◆ **Task**: The records below are to be transcribed in full, exactly as given.

◆ **Data records**:
┌──

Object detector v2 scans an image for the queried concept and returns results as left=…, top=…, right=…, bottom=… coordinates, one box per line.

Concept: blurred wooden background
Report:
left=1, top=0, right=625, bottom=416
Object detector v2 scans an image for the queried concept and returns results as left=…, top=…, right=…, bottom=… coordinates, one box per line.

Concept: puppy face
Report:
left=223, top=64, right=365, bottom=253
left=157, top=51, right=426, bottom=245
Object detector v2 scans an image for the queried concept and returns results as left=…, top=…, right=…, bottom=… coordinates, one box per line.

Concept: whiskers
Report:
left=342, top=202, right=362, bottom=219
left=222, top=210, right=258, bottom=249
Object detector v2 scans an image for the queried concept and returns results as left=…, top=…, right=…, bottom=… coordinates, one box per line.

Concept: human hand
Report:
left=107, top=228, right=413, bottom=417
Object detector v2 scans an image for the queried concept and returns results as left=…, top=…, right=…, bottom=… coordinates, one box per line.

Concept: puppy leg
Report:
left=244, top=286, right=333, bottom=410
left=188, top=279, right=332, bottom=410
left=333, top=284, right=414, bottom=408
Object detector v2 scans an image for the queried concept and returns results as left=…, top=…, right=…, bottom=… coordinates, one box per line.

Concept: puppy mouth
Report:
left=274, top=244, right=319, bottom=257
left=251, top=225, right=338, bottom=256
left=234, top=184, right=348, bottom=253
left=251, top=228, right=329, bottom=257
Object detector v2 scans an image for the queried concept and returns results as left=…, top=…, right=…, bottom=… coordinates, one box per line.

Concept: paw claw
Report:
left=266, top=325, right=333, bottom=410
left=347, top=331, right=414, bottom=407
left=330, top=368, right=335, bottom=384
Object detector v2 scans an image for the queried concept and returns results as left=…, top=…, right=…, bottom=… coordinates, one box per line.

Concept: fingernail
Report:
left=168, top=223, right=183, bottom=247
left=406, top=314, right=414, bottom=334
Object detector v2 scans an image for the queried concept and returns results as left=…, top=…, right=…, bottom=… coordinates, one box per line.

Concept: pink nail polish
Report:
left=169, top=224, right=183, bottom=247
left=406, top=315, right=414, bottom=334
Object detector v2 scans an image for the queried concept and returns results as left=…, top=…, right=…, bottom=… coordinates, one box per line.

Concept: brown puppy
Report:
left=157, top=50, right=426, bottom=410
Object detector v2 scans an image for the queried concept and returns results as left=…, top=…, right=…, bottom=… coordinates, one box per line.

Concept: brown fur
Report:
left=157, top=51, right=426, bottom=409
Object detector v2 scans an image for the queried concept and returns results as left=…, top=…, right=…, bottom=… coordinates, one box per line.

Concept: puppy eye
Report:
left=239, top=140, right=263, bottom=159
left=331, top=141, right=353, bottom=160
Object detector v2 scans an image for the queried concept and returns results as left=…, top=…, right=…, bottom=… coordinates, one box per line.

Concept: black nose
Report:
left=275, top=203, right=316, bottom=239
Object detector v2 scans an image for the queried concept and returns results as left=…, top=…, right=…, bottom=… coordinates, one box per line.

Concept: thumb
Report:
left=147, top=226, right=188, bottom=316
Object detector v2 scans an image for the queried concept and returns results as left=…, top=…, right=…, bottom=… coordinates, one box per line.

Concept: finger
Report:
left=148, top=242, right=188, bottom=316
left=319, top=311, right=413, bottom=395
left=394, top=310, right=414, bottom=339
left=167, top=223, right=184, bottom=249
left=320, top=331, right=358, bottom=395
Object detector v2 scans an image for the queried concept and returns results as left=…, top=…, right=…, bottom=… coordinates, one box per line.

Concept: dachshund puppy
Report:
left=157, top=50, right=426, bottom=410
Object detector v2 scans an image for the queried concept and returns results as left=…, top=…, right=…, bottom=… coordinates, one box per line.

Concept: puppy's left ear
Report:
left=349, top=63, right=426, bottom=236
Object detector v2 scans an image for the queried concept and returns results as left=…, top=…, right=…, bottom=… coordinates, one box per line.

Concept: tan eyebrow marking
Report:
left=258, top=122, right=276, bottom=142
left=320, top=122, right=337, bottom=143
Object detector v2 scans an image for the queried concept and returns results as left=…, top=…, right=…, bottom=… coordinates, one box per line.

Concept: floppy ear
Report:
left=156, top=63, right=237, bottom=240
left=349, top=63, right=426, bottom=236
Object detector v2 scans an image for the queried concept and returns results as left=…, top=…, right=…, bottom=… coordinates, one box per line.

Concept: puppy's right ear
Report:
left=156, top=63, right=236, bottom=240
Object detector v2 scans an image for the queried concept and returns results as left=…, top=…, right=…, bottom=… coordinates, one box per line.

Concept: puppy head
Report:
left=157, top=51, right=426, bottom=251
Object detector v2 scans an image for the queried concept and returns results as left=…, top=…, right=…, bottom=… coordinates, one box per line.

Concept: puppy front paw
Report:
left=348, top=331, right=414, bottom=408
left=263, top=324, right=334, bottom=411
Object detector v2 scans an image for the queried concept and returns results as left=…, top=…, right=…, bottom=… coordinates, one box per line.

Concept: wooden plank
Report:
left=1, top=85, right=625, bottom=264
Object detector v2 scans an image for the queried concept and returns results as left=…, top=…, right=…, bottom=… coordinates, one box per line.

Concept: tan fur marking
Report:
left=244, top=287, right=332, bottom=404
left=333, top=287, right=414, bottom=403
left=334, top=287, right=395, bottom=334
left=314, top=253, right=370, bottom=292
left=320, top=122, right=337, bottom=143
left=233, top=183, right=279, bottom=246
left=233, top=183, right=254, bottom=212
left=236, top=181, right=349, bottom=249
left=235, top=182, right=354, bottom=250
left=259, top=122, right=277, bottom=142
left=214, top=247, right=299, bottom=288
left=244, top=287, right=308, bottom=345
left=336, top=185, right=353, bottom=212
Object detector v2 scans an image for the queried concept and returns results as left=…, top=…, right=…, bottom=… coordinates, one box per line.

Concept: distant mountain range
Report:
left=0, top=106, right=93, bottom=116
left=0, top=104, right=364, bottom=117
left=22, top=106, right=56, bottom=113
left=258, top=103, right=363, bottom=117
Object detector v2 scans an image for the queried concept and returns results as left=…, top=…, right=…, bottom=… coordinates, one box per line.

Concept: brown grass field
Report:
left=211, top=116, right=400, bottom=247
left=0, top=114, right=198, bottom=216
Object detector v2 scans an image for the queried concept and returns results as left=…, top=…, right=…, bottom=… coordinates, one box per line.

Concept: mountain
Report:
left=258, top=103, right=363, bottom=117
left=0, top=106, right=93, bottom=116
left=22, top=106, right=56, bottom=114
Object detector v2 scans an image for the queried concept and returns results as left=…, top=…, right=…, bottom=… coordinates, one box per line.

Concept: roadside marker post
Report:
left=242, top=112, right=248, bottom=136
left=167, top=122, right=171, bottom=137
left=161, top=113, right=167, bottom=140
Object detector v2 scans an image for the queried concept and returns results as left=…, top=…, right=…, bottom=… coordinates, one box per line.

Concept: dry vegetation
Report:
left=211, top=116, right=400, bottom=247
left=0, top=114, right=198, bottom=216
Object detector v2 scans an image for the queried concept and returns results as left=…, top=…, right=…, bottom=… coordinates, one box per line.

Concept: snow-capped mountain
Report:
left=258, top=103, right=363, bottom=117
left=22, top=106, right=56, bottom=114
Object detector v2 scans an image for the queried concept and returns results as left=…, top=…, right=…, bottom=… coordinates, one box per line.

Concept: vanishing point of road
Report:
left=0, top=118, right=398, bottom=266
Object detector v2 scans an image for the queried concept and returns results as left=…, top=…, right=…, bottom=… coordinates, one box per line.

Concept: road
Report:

└──

◆ **Exercise answer**:
Object detector v2 scans an image for the queried concept and returns results as left=…, top=…, right=…, bottom=… coordinates, one box per line.

Concept: blurred wooden background
Report:
left=1, top=0, right=625, bottom=416
Object detector v2 scans an image for the queried concept and returns results as left=…, top=…, right=…, bottom=… coordinates, one box per line.

Concept: puppy face
Report:
left=223, top=64, right=365, bottom=253
left=157, top=51, right=426, bottom=245
Object detector v2 scans an image for the queried concept and returns results as left=…, top=…, right=…, bottom=… coordinates, one box per line.

Concept: whiskers
Report:
left=342, top=202, right=362, bottom=219
left=222, top=210, right=258, bottom=249
Object detector v2 scans an image for the queried concept and returns results as left=…, top=…, right=…, bottom=… coordinates, one box per line.

Concept: human hand
Report:
left=107, top=228, right=413, bottom=417
Object detector v2 scans an image for the queried concept and returns results as left=…, top=…, right=…, bottom=… coordinates, one box per line.

Concept: puppy leg
Report:
left=244, top=286, right=333, bottom=410
left=188, top=279, right=332, bottom=410
left=333, top=284, right=414, bottom=408
Object detector v2 scans an image for the queried concept and returns results as left=…, top=…, right=…, bottom=… coordinates, one box per line.

Concept: puppy mouth
Report:
left=274, top=244, right=319, bottom=257
left=251, top=225, right=338, bottom=256
left=234, top=184, right=348, bottom=253
left=251, top=228, right=329, bottom=257
Object detector v2 scans an image for the queried concept and returns results as left=…, top=…, right=…, bottom=… coordinates, one box per line.

Concept: paw claw
Report:
left=266, top=325, right=333, bottom=410
left=347, top=331, right=414, bottom=407
left=330, top=368, right=335, bottom=384
Object detector v2 scans an image for the queried concept and returns results as left=…, top=…, right=…, bottom=… coordinates, one box per line.

Concept: fingernail
Report:
left=168, top=223, right=183, bottom=247
left=406, top=314, right=414, bottom=334
Object detector v2 scans an image for the queried concept and returns results as left=…, top=…, right=…, bottom=… coordinates, one box per line.

Concept: pink nail polish
Report:
left=169, top=224, right=183, bottom=247
left=406, top=315, right=414, bottom=334
Object detector v2 scans an image for the queried concept and returns results as left=…, top=…, right=…, bottom=… coordinates, one box per line.

Concept: brown puppy
Report:
left=157, top=50, right=426, bottom=410
Object detector v2 scans an image for the queried concept and returns results as left=…, top=…, right=…, bottom=… coordinates, one box per line.

Concept: brown fur
Report:
left=157, top=51, right=426, bottom=409
Object detector v2 scans an image for the queried concept and returns results as left=…, top=…, right=…, bottom=… coordinates, one box per line.

Concept: puppy eye
Report:
left=239, top=140, right=263, bottom=159
left=331, top=141, right=353, bottom=160
Object detector v2 scans an image for the queried concept and returns results as left=…, top=…, right=…, bottom=… coordinates, one box per line.

Concept: black nose
Report:
left=275, top=203, right=316, bottom=239
Object detector v2 scans an image for the queried concept and returns results as left=…, top=…, right=…, bottom=… coordinates, one box per line.

Concept: thumb
Report:
left=147, top=226, right=188, bottom=316
Object detector v2 scans an image for the queried concept and returns results as left=…, top=…, right=…, bottom=… coordinates, one box per line.

Concept: finger
Report:
left=148, top=242, right=188, bottom=316
left=319, top=311, right=413, bottom=395
left=394, top=310, right=414, bottom=339
left=167, top=223, right=184, bottom=249
left=320, top=331, right=358, bottom=395
Object detector v2 scans an image for the queried concept and returns results as left=…, top=…, right=…, bottom=… coordinates, one box per line.

Concept: dachshund puppy
Report:
left=157, top=50, right=426, bottom=410
Object detector v2 scans an image for the queried concept and returns results as left=…, top=…, right=…, bottom=… coordinates, one box per line.

Concept: puppy's left ear
Report:
left=349, top=63, right=426, bottom=236
Object detector v2 scans an image for the queried concept and returns results as left=…, top=…, right=…, bottom=… coordinates, one box per line.

Concept: tan eyebrow marking
Report:
left=258, top=122, right=276, bottom=142
left=320, top=122, right=337, bottom=143
Object detector v2 scans an image for the queried concept and returns results as left=…, top=…, right=…, bottom=… coordinates, one box per line.

Concept: floppy ear
Report:
left=156, top=63, right=237, bottom=240
left=349, top=63, right=426, bottom=236
Object detector v2 scans an image for the queried concept and returns results as left=…, top=…, right=…, bottom=… coordinates, one box per line.

Concept: puppy's right ear
Report:
left=156, top=63, right=236, bottom=240
Object detector v2 scans an image for the queried concept and returns results as left=…, top=…, right=…, bottom=… coordinates, one box per line.

Concept: puppy head
Report:
left=157, top=51, right=426, bottom=251
Object detector v2 scans an image for the queried concept and returns results as left=…, top=…, right=…, bottom=… coordinates, one box per line.

Concept: puppy front paw
Report:
left=348, top=331, right=414, bottom=408
left=263, top=324, right=334, bottom=411
Object detector v2 scans an image for the queried concept and returns results as left=…, top=…, right=…, bottom=… coordinates, one box per line.

Concept: wooden plank
Report:
left=1, top=85, right=625, bottom=264
Object detector v2 scans an image for the queried concept and returns results as left=…, top=…, right=…, bottom=… coordinates, one box per line.

Concept: tan fur marking
Report:
left=244, top=287, right=332, bottom=404
left=333, top=287, right=414, bottom=403
left=334, top=287, right=395, bottom=334
left=314, top=253, right=370, bottom=292
left=320, top=122, right=337, bottom=143
left=233, top=183, right=279, bottom=246
left=233, top=183, right=254, bottom=212
left=236, top=181, right=349, bottom=249
left=235, top=182, right=354, bottom=250
left=259, top=122, right=277, bottom=142
left=214, top=247, right=299, bottom=288
left=244, top=287, right=308, bottom=345
left=336, top=185, right=353, bottom=212
Object detector v2 scans an image for the queried concept and returns results as left=…, top=…, right=…, bottom=… coordinates, one box per line.

Concept: distant mountain range
Report:
left=0, top=106, right=93, bottom=116
left=0, top=104, right=364, bottom=117
left=22, top=106, right=56, bottom=113
left=258, top=103, right=363, bottom=117
Object detector v2 scans an image for the queried concept and returns results as left=…, top=…, right=…, bottom=… coordinates, one box per line.

Concept: brown grass field
Report:
left=211, top=116, right=400, bottom=247
left=0, top=114, right=198, bottom=216
Object detector v2 scans an image for the queried concept and returns results as left=…, top=…, right=…, bottom=… coordinates, one box per line.

Concept: mountain
Report:
left=258, top=103, right=363, bottom=117
left=0, top=106, right=93, bottom=116
left=22, top=106, right=56, bottom=114
Object detector v2 scans an image for the queried concept and returns results as left=…, top=…, right=…, bottom=… coordinates, one box per line.

Concept: roadside marker post
Report:
left=242, top=112, right=248, bottom=136
left=167, top=122, right=171, bottom=137
left=161, top=113, right=167, bottom=140
Object detector v2 scans an image for the queried concept and returns results as left=…, top=…, right=…, bottom=… coordinates, one box per line.

Concept: dry vegetation
Report:
left=211, top=116, right=400, bottom=247
left=0, top=114, right=198, bottom=216
Object detector v2 scans an image for the queried concept and returns results as left=…, top=…, right=…, bottom=… coordinates, one box per line.

Concept: snow-capped mountain
Report:
left=258, top=103, right=363, bottom=117
left=22, top=106, right=56, bottom=114
Object detector v2 scans an image for the queried concept and returns results as left=…, top=…, right=…, bottom=… coordinates, one box per line.

Concept: vanishing point of road
Report:
left=0, top=118, right=398, bottom=266
Object detector v2 scans an image for the queried concept and returns results as left=…, top=…, right=…, bottom=… coordinates, one box per line.

Concept: road
Report:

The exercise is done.